DATA FOR THIS TASK ▸
>>
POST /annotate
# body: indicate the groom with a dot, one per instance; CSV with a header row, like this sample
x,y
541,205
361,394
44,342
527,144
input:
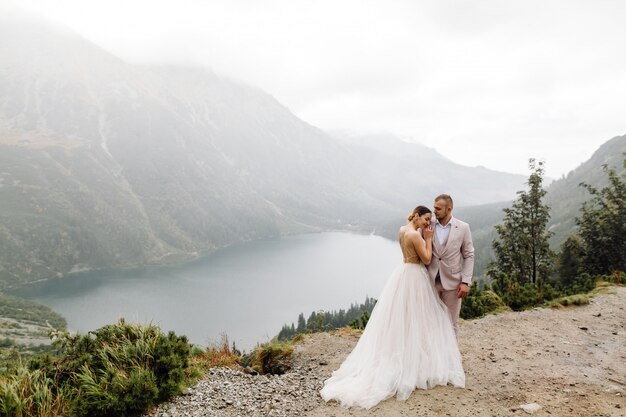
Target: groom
x,y
452,263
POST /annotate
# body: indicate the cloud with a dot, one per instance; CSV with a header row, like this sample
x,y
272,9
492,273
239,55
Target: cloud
x,y
486,82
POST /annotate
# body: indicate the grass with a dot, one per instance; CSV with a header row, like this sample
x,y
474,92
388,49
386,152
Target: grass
x,y
27,393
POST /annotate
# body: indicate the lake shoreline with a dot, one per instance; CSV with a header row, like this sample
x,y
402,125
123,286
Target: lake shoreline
x,y
244,290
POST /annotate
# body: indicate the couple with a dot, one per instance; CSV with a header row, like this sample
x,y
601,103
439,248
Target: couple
x,y
410,339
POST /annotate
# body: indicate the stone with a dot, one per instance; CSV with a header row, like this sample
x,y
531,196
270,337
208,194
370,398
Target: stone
x,y
530,408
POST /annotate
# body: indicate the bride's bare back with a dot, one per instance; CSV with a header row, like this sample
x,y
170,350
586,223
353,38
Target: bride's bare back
x,y
409,240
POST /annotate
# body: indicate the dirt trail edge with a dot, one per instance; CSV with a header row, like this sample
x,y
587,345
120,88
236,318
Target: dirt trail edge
x,y
570,361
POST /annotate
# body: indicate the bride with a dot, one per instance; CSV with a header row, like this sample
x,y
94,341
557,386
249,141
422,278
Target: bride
x,y
409,341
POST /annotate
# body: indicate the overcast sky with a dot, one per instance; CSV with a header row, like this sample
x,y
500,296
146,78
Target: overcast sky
x,y
489,83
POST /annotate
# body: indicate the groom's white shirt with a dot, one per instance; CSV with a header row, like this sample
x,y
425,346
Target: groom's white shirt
x,y
453,258
442,231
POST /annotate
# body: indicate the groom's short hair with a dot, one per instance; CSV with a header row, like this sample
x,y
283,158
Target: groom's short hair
x,y
446,198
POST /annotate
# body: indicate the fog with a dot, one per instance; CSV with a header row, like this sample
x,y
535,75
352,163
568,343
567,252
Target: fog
x,y
486,83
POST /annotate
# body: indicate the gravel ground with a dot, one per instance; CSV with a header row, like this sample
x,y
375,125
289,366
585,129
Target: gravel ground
x,y
569,361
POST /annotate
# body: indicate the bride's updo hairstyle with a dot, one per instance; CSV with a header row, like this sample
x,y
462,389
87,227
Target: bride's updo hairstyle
x,y
418,211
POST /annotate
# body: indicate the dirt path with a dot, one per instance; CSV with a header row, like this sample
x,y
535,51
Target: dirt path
x,y
570,361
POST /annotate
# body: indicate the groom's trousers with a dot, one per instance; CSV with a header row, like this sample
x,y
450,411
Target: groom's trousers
x,y
451,299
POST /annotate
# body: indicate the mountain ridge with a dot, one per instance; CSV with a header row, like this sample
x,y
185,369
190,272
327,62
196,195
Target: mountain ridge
x,y
108,164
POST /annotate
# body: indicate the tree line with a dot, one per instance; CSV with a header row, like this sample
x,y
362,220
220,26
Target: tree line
x,y
322,321
526,272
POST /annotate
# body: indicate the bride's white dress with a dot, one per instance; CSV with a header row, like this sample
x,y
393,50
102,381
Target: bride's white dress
x,y
408,343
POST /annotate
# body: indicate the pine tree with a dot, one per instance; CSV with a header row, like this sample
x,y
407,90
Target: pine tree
x,y
570,260
301,324
521,249
602,225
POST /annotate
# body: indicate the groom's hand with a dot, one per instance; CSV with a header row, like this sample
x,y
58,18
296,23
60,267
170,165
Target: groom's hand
x,y
463,290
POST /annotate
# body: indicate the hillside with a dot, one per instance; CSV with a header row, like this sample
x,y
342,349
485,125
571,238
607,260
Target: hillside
x,y
570,361
565,196
105,164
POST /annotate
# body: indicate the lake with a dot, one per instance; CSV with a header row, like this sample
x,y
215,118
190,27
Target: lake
x,y
246,291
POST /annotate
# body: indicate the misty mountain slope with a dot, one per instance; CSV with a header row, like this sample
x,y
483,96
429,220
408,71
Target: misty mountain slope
x,y
408,174
565,196
106,164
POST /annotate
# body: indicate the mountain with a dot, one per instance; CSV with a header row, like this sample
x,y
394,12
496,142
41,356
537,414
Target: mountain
x,y
565,196
106,164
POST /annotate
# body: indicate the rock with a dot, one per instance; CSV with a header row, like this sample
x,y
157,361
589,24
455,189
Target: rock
x,y
530,408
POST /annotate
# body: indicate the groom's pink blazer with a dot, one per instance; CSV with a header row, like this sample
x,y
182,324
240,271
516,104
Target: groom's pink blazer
x,y
454,260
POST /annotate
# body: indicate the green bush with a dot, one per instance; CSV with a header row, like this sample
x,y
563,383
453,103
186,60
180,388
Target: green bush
x,y
522,296
479,303
572,300
272,358
27,393
581,283
361,322
118,370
<<
DO THIS ▸ Write out the material above once more, exactly as it reads, with no pictures.

ANSWER BELOW ▸
POST /annotate
# body: indicate the groom with a dot, one per instance; CSV with a header row, like this sample
x,y
541,205
361,394
44,342
527,144
input:
Target: groom
x,y
452,263
POST /annotate
# body: indicate the cloud with a dot, one per instance; CSV with a header row, like this sample
x,y
272,9
492,273
239,55
Target: cloud
x,y
486,82
POST /annotate
# body: indicate the grass with a dot, one per instance; CSV with a header row, like this sample
x,y
474,92
388,49
386,152
Target: grass
x,y
27,393
POST /annotate
# body: indicate the lake shoreline with a dot, one per instance; CSV with a header row, like this sample
x,y
402,125
123,286
Target: lake shoreline
x,y
244,290
POST /annotate
# body: indicate the couple with a dot, one per instance; CSV with a header row, like this sample
x,y
601,103
439,248
Target: couple
x,y
410,339
POST /annotate
# body: indicate the stone with a dot, one per instance; CSV with a header row, like this sample
x,y
531,196
270,337
208,194
370,398
Target: stone
x,y
530,408
POST /annotate
# body: indicate the bride's bare back with a dot, one per instance; CSV with a header row, like this sample
x,y
170,350
586,223
353,38
Target: bride's bare back
x,y
409,240
POST /annotate
# body: indicate the dirt trail edge with a dot, one per instance; CSV with a header row, like this sample
x,y
587,345
120,88
236,318
Target: dirt trail edge
x,y
570,361
POST /annotate
# body: indicate the bride with a dot, one per instance; CSV with a header row, like this sample
x,y
94,341
557,386
249,141
422,278
Target: bride
x,y
409,341
POST /annotate
# body: indicate the overcast sky with a dot, one per instance; CSV with a header row, like this sample
x,y
500,296
146,78
Target: overcast sky
x,y
489,83
POST /annotate
# body: indicate the groom's white shirt with a dot, one per instance; CSV with a header row, like this sample
x,y
425,346
Target: groom's white shirt
x,y
453,258
442,231
POST /annotate
# body: indicate the groom's short hair with a dot, one per instance; CSV with a header row, like this sample
x,y
283,158
Target: groom's short hair
x,y
446,198
POST /annotate
# body: indicate the fog with a dot, one per instance; CSV with a header row, like this sample
x,y
535,75
352,163
568,343
567,252
Target: fog
x,y
486,83
POST /annotate
# body: indicate the gravel ground with a dot, one per instance; CSV with a header row, like this sample
x,y
375,125
289,366
585,129
Target: gravel ground
x,y
569,361
POST /annotate
# body: indicate the bride's updo hairstyle with a dot, one per instance; CSV with a header row, like this sample
x,y
462,389
87,227
Target: bride's updo hairstyle
x,y
418,211
POST /annotate
# body: indicate the dirt path with a dot, one per instance; CSV with a header row, like this sample
x,y
535,51
Target: dirt path
x,y
570,361
POST /annotate
# body: indicate the groom's trousers with a dot, one per instance; CSV with a header row, like this sample
x,y
450,411
Target: groom's trousers
x,y
451,299
POST /annotate
# body: indicate the mountain ridge with a dot, one per instance; CSV with a header row, like this sample
x,y
185,369
190,272
327,62
196,195
Target: mountain ridge
x,y
108,164
POST /annotate
# body: indicate the tree line with a dot, one per instance; CSV with a header row, like this sample
x,y
362,220
220,26
Target: tree line
x,y
322,321
526,272
POST /annotate
# body: indicate the bride's white dress with a dot, one per instance; CSV with a header row, like this sample
x,y
393,50
102,381
Target: bride's white dress
x,y
408,343
POST /annotate
# body: indicate the pine tree with a dot, one per instance; CSV with a header row, like this sample
x,y
407,90
Target: pine tree
x,y
570,260
301,324
521,249
602,225
POST /annotate
# body: indicate the groom's hand with a dot, one per instance; CSV with a header row, like this sample
x,y
58,18
296,23
60,267
170,165
Target: groom's hand
x,y
463,290
POST /annotate
# body: indicate the hillside with a dot, one per instance; CSV with a header row, like this sample
x,y
342,349
485,125
571,238
607,260
Target: hillside
x,y
570,361
565,196
105,164
POST /annotate
# body: indicate the lake with a dot, one per instance; CSV with a header row, like this sample
x,y
215,118
190,27
Target: lake
x,y
246,291
POST /annotate
# body: indicate the misty mountain slope with a dot, one per instance; CSV with a header row, like this sample
x,y
483,96
429,220
408,71
Target: misty mountain slope
x,y
408,174
565,196
106,164
POST /annotate
# body: indicate the mountain with a dot, one per instance; CSV with a header row, like this sample
x,y
394,12
496,142
41,356
537,414
Target: mountain
x,y
565,196
106,164
POST /annotate
# body: indicate the rock with a dot, one per instance; CSV with a header row, like this sample
x,y
157,361
589,24
455,189
Target: rock
x,y
530,408
POST /annotate
# body: indicate the groom's pink blazer with a dot, one per instance; CSV with a header row, like this sample
x,y
182,324
240,271
516,104
Target: groom's pink blazer
x,y
454,260
POST /annotate
# body: indicate the green bush with a dot, one per instance; CSV with a header row, like this sample
x,y
563,383
453,103
186,60
180,388
Target: green bush
x,y
522,296
479,303
572,300
272,358
27,393
581,283
361,322
118,370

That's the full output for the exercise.